— Start DATA ENTRIES —

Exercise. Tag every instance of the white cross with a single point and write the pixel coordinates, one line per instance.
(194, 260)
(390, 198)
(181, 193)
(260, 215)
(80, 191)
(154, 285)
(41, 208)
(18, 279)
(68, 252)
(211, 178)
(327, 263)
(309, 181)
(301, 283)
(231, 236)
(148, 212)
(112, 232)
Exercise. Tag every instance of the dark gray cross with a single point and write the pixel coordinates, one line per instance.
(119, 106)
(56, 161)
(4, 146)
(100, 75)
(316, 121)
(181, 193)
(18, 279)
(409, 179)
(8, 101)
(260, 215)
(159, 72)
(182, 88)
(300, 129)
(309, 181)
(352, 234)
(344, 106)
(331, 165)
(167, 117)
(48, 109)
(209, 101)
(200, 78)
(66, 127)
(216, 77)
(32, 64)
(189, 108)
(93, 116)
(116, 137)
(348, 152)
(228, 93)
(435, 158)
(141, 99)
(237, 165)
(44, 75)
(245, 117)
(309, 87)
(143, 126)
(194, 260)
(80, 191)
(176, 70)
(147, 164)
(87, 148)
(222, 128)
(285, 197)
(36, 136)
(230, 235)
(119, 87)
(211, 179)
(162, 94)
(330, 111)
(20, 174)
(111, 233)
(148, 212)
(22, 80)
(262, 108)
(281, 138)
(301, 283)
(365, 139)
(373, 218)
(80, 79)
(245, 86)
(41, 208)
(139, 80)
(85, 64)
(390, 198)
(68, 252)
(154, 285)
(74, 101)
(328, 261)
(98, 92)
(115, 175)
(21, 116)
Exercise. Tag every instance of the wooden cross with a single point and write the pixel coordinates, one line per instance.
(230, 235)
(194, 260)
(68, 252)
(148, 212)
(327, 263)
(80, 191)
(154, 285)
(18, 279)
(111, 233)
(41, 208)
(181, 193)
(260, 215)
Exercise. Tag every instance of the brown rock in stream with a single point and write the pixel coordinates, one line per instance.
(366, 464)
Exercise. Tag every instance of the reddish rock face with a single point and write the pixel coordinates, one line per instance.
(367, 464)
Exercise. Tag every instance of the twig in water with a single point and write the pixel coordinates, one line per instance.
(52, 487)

— End DATA ENTRIES —

#### DIRECTIONS
Scale everything from the line containing "Exercise. Tag every instance of the reddish" down to the last of the rows above. Rewrite each of those lines, including the ones beginning with "Exercise.", with every pixel coordinate multiplied by 0.2 and rounded to a whole number, halves rounded up.

#### FULL RESPONSE
Exercise. Tag every instance of the reddish rock face with a single point and write the pixel coordinates, one line per instance.
(73, 93)
Exercise. Tag every instance of the twig in water with a single point and write the pixel coordinates, one line per instance.
(10, 97)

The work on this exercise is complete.